> TEXT SEGMENT

14 October, 2019
- China M&A is forecasted to drop 17.6% to USD 248 billion in 2019, while Hong Kong M&A drop 2% to USD 43 billion.
- Global slowdown and geopolitical uncertainty sees deal activity in Hong Kong and Mainland China to further slowdown in 2020.
- Deal activity expects to rebound in 2021 amid a more supportive global trade backdrop and favourable market valuations.
- China outbound investments is shifting towards Asia, amid US and the European Union's heightened scrutiny of foreign investments.
Hong Kong, China, 14 October 2019 – M&A and IPO deal activities in Hong Kong and Mainland China are likely to remain cooled in 2019 and 2020 amid the re-escalation of trade tensions with the US, as well as the country's slower economic growth. This is according to the fifth annual Global Transactions Forecast, produced by global law firm Baker McKenzie in conjunction with economic consultancy Oxford Economics.
The report, based on forecast macroeconomic indicators from Oxford Economics along with insights from Baker McKenzie partners in 42 markets worldwide, projects that global deal-making will experience a continued hangover in 2020 because of ongoing worldwide economic uncertainty and the risk of global recession.
M&A globally is projected to decline from USD 2.8 trillion in 2019 to USD 2.1 trillion in 2020. A similar downward trend in IPO proceeds is also expected, pulling back from USD 152 billion in 2019 to USD 116 billion.
Due to a significant slowdown particularly in cross-border activity, Asia-Pacific deal-making has fallen from highs in 2018. The US-China trade dispute was clearly evident, as well as sluggish Chinese outbound deals due to Chinese government restrictions on outward investment. China M&A activity (inbound and domestic) is expected to drop to USD 248 billion in 2019 (a year-on-year decline of 17.6%), with an estimated 3,108 deals transacted. China IPO activity in 2019 is predicted to be on par with 2018 level, reaching USD 16.4 billion, with domestic IPO continuing to be the main driver of equity capital raising activities. On the Hong Kong front, total M&A is expected to trend down to USD 43.2 billion while IPO value is forecasted to drop to USD 15.9 billion this year.
Deal drivers
Amid the global slowdown in the transactions pipeline, there are three main deal drivers for activity in the foreseeable future:
- Technological disruption: Across all sectors, companies will seek to acquire advanced digital capabilities that they cannot replicate in-house in order to remain competitive.
- Activist funds and stakeholder capitalism: Activist investors and a heightened emphasis on stakeholder capitalism will keep pressure on boards to re-structure and respond accordingly with strategic changes.
- Private equity ‘dry powder’: Private equity investors may seize upon the opportunities created by market volatility and keep transaction volumes afloat.
“Make no mistake — deals are getting done, but the current slowdown is inevitable considering the continuing uncertainty around trade and regulation,” said Ai Ai Wong, Chair of Baker McKenzie’s Global Transactional Group. “We know that around the world, there are many investors and companies with capital on the sidelines, waiting to move forward with domestic and cross-border deals.”
Hong Kong as the world's no.1 M&A and IPO transactions hub
For five consecutive years, Hong Kong ranks #1 among all economies globally in terms of attractiveness for conducting transactions. The Transaction Attractiveness Indicator is an overall score that reflects the attractiveness of an economy’s current environment for M&A and IPO activity. It is based on past transaction activity in that economy, as well as on data on key economic, financial and regulatory factors that drive M&A and IPO activity, such as sovereign credit risk, level of trade restrictions, and ease of doing business rating by the World Bank.

> MATERIAL
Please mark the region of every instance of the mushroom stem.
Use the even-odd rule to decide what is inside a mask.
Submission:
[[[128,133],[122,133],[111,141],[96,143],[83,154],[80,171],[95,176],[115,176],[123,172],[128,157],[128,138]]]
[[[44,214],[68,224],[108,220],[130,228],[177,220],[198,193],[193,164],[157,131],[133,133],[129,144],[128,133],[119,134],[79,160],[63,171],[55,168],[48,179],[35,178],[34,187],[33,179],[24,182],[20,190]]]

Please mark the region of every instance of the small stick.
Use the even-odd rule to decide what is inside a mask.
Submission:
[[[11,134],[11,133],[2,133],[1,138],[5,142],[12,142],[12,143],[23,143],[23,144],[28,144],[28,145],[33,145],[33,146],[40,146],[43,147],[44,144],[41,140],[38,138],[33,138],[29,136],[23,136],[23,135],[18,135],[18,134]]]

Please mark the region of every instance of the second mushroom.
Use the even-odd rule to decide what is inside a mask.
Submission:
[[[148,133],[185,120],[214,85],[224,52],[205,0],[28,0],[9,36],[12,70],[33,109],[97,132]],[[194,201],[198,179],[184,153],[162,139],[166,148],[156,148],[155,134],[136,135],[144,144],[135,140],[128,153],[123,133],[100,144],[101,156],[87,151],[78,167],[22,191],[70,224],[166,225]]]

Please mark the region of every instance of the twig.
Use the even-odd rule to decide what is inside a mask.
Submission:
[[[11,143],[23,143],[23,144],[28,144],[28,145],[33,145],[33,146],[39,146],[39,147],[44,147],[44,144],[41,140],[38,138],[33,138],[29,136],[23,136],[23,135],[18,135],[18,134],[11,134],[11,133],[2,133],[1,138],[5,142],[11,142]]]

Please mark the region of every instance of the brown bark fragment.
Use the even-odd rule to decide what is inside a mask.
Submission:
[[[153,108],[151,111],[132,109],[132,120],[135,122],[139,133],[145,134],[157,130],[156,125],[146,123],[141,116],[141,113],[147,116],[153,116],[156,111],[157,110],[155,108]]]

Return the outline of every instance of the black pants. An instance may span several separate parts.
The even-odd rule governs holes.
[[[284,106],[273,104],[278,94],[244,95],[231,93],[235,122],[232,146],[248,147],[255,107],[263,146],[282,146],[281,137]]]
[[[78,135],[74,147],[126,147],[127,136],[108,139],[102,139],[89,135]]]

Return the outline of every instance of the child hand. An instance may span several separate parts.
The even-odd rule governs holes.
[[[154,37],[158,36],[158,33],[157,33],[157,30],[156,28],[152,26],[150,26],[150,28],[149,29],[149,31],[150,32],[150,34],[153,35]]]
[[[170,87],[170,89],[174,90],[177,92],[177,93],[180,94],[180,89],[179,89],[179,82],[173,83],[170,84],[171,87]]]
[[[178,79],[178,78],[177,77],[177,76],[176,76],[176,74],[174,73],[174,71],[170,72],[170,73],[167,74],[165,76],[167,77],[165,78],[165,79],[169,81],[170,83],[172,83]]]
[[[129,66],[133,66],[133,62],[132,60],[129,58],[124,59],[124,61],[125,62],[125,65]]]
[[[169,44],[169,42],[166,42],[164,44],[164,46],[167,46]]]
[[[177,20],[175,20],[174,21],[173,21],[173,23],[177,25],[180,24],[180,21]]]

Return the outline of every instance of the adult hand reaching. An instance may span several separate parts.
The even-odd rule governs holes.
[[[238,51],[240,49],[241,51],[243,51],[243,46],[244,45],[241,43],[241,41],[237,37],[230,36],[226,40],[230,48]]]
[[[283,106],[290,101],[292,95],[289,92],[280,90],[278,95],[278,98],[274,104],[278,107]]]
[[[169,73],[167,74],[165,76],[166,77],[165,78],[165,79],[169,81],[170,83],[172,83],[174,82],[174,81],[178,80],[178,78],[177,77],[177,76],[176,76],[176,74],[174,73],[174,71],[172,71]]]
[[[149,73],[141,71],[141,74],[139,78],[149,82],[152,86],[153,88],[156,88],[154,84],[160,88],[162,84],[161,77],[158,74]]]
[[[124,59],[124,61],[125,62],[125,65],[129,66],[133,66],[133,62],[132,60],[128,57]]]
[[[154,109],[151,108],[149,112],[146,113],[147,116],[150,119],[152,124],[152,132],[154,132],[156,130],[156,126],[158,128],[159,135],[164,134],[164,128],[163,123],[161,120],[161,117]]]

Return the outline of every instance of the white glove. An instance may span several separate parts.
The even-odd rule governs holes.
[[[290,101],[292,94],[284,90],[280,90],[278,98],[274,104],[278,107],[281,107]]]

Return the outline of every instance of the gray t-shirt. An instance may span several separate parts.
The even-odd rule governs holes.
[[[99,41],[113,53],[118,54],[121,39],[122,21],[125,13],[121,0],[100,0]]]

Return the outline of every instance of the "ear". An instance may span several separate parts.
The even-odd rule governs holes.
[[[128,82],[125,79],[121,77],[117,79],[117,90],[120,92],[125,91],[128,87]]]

* * *

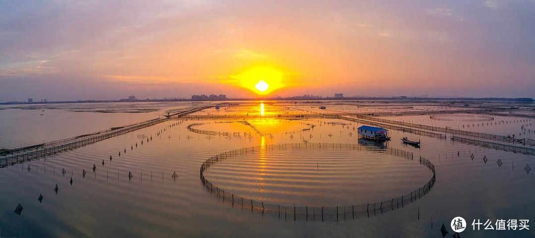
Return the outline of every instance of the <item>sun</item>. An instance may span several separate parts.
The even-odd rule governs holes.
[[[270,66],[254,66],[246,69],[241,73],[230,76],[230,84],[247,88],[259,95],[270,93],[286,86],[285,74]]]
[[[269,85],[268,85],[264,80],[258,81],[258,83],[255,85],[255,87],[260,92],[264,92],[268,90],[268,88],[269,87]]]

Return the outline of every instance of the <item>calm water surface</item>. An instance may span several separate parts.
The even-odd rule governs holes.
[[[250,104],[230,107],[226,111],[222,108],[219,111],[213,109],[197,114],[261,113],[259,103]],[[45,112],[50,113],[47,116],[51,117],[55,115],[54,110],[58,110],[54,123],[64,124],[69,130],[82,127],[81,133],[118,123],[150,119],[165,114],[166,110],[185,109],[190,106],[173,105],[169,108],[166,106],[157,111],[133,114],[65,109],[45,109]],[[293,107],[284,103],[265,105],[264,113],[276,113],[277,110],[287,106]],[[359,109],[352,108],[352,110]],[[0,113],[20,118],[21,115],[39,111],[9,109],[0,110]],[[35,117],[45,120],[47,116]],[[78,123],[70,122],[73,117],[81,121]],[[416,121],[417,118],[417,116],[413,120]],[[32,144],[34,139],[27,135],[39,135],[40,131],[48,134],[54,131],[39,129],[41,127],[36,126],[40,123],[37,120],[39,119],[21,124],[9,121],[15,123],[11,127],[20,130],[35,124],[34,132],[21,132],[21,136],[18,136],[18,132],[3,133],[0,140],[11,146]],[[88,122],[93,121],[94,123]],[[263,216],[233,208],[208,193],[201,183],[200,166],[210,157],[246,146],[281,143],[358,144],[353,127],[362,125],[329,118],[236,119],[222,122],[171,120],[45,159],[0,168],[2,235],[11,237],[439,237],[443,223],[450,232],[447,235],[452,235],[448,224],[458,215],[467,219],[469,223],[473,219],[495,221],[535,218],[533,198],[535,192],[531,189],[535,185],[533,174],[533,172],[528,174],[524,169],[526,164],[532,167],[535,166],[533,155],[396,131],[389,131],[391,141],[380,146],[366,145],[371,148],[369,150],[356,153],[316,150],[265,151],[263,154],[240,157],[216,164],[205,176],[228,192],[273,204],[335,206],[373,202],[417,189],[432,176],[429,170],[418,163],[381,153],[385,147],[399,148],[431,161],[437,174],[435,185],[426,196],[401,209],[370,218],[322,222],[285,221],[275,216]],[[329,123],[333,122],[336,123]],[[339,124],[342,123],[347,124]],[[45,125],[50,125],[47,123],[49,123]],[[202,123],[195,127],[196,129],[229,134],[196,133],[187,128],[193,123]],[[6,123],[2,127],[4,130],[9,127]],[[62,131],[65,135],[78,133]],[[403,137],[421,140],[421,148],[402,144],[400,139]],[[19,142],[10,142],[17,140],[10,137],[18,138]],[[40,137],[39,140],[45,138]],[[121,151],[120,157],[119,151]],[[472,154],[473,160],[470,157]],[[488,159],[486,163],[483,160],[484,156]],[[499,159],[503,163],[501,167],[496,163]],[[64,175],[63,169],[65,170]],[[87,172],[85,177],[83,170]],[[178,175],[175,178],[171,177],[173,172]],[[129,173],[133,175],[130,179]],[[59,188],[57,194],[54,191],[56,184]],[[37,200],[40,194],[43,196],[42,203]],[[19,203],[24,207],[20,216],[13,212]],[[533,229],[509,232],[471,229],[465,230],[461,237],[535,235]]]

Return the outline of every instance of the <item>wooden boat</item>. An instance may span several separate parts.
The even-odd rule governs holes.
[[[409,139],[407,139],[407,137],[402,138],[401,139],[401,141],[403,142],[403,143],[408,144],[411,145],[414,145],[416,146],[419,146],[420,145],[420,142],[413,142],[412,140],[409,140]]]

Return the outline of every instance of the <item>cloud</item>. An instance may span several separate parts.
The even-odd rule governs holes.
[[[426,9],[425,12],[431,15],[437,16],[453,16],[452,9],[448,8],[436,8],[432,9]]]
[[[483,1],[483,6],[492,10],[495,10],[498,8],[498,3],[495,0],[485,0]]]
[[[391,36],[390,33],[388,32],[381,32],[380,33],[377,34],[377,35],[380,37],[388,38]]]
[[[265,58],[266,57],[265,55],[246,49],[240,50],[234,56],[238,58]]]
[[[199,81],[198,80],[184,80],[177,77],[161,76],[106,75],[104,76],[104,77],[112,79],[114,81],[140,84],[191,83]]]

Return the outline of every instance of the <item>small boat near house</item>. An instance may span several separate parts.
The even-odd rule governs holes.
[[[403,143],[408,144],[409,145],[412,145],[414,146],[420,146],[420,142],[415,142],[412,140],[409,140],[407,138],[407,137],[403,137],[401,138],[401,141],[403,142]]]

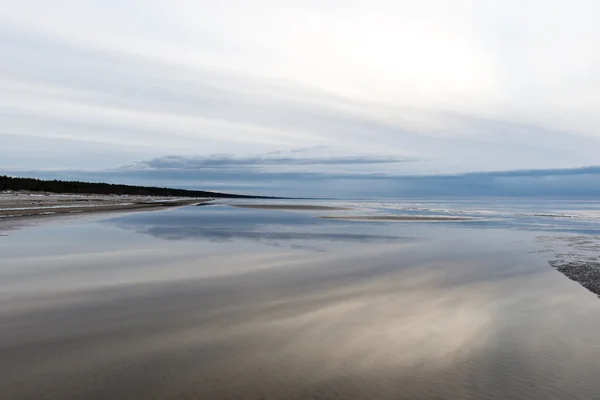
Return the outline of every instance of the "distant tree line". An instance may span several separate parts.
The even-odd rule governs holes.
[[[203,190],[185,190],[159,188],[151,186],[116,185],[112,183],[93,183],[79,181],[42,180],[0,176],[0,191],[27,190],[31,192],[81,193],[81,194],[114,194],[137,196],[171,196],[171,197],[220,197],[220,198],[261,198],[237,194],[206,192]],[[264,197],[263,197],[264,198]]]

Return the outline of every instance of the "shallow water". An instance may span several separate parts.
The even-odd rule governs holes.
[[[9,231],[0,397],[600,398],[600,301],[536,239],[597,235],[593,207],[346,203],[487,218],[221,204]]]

---

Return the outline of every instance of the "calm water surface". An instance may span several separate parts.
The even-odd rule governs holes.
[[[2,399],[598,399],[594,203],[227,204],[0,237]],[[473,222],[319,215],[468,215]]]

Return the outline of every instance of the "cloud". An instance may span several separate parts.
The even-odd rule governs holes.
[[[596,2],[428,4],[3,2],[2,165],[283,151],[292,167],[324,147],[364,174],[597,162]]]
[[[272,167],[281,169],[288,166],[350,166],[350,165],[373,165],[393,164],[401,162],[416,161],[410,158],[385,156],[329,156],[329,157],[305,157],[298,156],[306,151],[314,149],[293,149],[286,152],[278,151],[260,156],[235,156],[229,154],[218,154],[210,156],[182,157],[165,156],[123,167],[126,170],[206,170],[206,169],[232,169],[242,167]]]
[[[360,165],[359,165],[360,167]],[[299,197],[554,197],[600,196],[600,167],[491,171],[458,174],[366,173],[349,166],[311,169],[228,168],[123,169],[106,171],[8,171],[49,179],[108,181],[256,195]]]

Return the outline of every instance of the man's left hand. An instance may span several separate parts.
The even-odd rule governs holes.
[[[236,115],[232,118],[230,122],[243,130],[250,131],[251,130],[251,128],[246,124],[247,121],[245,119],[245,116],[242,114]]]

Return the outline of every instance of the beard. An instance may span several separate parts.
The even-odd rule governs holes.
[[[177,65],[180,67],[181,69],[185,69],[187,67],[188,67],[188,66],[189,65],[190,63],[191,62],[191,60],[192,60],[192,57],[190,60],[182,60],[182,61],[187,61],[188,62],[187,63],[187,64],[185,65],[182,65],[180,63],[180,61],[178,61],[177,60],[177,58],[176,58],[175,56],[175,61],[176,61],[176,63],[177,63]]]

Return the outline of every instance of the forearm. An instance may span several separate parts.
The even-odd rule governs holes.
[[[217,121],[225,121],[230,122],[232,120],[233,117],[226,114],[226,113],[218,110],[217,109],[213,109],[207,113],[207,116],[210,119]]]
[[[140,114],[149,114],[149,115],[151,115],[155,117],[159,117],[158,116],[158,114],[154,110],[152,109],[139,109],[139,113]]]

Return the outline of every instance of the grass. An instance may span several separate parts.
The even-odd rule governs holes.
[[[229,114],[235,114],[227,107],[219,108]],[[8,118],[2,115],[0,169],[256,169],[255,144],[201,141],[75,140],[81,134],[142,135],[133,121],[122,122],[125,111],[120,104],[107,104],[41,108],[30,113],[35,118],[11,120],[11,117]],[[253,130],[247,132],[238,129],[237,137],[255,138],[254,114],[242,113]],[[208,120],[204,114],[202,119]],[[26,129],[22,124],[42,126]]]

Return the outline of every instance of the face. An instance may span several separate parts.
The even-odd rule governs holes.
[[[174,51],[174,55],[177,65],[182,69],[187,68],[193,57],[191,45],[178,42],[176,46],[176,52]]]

> CHALLENGES
- A) In the M&A forecast text, what amount is global M&A projected to fall to in 2020?
- B) List the main deal drivers that the M&A forecast text names.
- C) Resume the M&A forecast text after its last sentence.

> THE ANSWERS
- A) USD 2.1 trillion, down from USD 2.8 trillion in 2019.

- B)
- Technological disruption
- Activist funds and stakeholder capitalism
- Private equity "dry powder"

- C)
Deal-making outlook
Looking ahead, the Forecast predicts China domestic and inbound M&A activity to slump further in 2020 to USD 218 billion (2,772 deals), but rebound to USD 287.8 billion (3,118 deals) in 2021 and USD 338.4 billion (3,176 deals) in 2022, attributed to a more supportive global trade backdrop and favorable market valuations. On the IPO front, China IPO deals are likely to rise by 42% in 2021 to USD 22.2 billion, and a further 17.6% in 2022 to USD 26.1 billion.
Moving to Hong Kong, domestic and inbound M&As are likely to further drop to USD 32.2 billion in 2020 (300 deals), but back to an upward trajectory again in 2021 with deal activity increasing to USD 44.2 billion (349 deals), and to USD 49.3 billion (373 deals) in 2022. Saudi Aramco, if it chooses to list in Hong Kong, will help boost the city's IPO value to USD 39.2 billion in 2020.
Commenting on IPO momentum in Hong Kong, Ivy Wong, Asia Pacific chair of Baker McKenzie's Capital Markets Practice, said, "It is always much more difficult to price and launch a deal in turbulent and uncertain market conditions. Just like many other stock markets, we had a much slower start at the beginning and earlier part of the year compared to last year. However, to this day, we have not encountered issuers luring away. We encounter issuers adopting different approaches – some are still gearing at full speed for listing in Hong Kong, while others are on stand-by, waiting for the next window to relaunch their deals.”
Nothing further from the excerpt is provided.